__Data to process__
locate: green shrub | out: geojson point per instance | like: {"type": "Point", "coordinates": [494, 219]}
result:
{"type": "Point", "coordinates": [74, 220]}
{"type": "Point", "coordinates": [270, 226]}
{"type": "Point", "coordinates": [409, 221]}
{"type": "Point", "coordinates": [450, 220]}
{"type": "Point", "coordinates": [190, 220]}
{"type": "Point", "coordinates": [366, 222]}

__Prompt__
Recreate the listing word for word, omitting nothing.

__Solution for this problem__
locate: green shrub | out: geojson point per instance | like: {"type": "Point", "coordinates": [494, 219]}
result:
{"type": "Point", "coordinates": [74, 220]}
{"type": "Point", "coordinates": [270, 226]}
{"type": "Point", "coordinates": [409, 221]}
{"type": "Point", "coordinates": [450, 220]}
{"type": "Point", "coordinates": [190, 220]}
{"type": "Point", "coordinates": [366, 222]}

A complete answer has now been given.